## Objective
Find every line below that contains the string "shorts" and copy each one out. Case counts.

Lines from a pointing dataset
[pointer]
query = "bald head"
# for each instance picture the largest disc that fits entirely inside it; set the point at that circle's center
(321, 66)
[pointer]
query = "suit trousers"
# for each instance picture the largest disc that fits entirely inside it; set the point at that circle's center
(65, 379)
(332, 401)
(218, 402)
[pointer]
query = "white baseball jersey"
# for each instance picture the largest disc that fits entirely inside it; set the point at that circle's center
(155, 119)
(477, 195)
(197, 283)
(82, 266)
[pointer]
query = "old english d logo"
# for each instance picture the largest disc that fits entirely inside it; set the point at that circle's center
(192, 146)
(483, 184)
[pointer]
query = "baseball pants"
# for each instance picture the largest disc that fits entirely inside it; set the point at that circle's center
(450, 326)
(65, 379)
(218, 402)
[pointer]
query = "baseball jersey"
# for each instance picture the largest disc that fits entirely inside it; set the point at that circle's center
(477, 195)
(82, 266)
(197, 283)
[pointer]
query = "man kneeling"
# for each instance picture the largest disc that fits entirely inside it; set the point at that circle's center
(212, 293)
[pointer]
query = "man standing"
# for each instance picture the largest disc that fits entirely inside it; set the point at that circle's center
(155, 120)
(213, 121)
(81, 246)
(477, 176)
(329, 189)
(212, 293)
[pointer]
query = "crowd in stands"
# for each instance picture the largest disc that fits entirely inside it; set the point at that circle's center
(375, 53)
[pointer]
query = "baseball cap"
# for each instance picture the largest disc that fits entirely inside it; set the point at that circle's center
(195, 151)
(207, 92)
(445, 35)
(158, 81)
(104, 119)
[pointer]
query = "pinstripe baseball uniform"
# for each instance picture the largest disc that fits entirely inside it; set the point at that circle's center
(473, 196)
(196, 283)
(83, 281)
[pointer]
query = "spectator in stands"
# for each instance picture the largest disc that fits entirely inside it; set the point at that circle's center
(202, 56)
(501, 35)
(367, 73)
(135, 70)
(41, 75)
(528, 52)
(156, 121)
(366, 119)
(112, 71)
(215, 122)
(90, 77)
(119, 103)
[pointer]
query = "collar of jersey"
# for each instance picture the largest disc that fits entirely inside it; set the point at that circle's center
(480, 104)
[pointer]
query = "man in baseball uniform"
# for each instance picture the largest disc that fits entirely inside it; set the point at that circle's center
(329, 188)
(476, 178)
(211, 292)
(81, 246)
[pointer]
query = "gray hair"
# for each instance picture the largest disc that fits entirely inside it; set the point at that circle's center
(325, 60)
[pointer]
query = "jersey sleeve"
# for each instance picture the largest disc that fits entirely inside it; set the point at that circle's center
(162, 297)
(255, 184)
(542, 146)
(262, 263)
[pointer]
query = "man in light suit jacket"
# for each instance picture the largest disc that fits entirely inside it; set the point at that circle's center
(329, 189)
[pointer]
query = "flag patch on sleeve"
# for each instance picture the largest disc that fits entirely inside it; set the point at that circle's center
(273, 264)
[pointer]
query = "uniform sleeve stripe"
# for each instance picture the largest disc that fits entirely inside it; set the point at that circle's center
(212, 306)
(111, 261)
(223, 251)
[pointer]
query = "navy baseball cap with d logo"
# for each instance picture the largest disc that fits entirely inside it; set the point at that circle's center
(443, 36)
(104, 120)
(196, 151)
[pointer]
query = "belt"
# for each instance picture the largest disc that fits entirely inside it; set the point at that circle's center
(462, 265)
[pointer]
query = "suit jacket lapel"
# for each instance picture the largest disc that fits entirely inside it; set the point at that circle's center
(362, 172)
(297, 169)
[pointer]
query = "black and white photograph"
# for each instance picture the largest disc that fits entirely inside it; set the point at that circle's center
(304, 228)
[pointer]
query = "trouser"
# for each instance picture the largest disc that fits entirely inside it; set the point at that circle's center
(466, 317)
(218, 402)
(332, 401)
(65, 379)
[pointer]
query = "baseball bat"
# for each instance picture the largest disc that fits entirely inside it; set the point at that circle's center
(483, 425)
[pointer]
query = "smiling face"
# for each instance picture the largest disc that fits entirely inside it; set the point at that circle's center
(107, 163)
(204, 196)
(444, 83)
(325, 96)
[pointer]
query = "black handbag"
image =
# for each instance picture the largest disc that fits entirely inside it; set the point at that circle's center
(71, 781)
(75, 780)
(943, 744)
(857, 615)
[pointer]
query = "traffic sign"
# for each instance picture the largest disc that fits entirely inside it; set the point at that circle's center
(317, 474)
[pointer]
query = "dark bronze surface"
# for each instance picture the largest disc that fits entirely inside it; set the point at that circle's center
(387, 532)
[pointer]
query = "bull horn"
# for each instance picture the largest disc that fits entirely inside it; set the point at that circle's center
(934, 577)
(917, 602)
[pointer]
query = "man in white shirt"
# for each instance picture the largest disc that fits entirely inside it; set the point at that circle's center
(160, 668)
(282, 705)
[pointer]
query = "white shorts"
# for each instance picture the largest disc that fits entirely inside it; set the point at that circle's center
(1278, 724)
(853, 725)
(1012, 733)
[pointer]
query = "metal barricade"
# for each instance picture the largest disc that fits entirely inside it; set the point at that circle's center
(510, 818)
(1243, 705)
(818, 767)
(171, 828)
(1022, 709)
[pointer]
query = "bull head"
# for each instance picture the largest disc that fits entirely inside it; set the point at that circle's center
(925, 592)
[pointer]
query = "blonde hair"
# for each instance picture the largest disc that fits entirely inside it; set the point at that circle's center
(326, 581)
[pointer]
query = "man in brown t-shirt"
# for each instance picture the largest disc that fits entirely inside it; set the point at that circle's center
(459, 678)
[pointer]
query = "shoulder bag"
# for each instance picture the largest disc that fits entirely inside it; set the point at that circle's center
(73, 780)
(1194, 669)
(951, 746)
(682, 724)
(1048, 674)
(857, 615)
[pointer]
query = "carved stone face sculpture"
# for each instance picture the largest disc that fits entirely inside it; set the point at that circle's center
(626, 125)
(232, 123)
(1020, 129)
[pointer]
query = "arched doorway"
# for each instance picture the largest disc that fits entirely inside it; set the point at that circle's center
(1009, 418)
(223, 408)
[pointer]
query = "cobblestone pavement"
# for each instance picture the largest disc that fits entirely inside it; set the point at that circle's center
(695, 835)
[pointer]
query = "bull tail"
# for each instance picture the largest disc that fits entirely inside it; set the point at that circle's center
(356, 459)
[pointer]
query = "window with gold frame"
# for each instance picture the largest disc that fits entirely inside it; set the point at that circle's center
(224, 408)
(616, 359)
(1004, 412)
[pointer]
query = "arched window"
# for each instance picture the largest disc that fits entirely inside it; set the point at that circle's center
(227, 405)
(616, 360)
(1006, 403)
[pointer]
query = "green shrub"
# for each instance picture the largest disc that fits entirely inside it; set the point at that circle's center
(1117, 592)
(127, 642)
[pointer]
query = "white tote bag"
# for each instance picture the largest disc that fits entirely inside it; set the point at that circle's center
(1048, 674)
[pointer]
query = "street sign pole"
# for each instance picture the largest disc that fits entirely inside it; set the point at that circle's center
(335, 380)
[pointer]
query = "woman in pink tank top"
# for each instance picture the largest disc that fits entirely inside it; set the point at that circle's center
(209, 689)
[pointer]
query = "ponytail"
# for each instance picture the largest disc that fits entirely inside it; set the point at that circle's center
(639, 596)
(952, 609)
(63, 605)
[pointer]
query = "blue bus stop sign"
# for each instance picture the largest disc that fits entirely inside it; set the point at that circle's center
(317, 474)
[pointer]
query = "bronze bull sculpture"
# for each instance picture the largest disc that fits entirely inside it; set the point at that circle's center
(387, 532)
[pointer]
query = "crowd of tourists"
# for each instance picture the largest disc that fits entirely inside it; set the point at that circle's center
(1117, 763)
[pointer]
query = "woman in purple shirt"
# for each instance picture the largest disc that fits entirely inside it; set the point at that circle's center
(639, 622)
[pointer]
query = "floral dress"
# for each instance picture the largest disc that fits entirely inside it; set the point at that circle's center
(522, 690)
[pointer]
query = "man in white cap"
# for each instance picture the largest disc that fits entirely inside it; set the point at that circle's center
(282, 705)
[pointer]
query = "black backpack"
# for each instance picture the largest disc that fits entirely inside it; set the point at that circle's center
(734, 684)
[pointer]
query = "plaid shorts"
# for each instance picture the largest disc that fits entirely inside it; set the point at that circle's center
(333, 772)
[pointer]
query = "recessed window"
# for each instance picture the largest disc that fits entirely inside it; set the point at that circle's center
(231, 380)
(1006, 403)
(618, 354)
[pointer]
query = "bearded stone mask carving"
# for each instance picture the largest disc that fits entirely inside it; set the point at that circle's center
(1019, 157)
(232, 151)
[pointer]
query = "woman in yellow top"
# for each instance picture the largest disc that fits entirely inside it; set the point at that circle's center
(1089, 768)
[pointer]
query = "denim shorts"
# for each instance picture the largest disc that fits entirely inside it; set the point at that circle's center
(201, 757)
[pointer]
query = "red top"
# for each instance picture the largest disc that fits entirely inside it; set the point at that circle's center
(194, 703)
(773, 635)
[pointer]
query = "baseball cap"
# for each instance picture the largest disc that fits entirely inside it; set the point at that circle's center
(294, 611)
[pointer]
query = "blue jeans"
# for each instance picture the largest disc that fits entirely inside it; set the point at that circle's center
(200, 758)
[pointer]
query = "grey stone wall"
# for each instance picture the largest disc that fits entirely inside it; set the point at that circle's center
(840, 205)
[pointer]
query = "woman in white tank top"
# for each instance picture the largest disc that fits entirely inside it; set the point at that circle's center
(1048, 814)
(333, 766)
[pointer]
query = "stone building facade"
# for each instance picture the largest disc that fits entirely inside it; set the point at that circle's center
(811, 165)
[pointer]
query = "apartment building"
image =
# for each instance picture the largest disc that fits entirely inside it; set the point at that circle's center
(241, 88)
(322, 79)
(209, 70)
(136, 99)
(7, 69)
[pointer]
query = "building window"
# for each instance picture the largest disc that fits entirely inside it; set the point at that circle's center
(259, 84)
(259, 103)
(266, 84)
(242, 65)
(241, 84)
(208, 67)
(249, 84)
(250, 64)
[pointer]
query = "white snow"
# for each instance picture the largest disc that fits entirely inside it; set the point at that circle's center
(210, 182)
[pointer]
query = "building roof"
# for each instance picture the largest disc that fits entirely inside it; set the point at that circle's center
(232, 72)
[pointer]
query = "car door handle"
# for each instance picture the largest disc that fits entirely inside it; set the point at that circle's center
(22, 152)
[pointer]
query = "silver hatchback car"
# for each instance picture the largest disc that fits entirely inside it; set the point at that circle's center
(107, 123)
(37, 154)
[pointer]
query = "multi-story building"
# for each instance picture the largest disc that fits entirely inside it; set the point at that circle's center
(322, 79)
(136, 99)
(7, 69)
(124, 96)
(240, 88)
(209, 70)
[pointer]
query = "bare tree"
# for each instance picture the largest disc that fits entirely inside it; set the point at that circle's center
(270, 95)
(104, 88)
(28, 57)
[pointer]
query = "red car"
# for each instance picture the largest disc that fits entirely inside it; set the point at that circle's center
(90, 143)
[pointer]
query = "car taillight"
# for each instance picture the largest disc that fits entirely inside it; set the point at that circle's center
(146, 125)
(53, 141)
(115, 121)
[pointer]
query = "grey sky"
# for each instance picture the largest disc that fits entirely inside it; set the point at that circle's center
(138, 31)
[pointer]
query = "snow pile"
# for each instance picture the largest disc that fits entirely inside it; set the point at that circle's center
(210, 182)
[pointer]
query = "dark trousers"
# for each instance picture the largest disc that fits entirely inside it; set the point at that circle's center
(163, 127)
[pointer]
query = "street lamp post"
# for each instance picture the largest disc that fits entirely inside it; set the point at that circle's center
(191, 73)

## Result of this exercise
query = "white shorts"
query = "plaid shorts"
query = "denim shorts"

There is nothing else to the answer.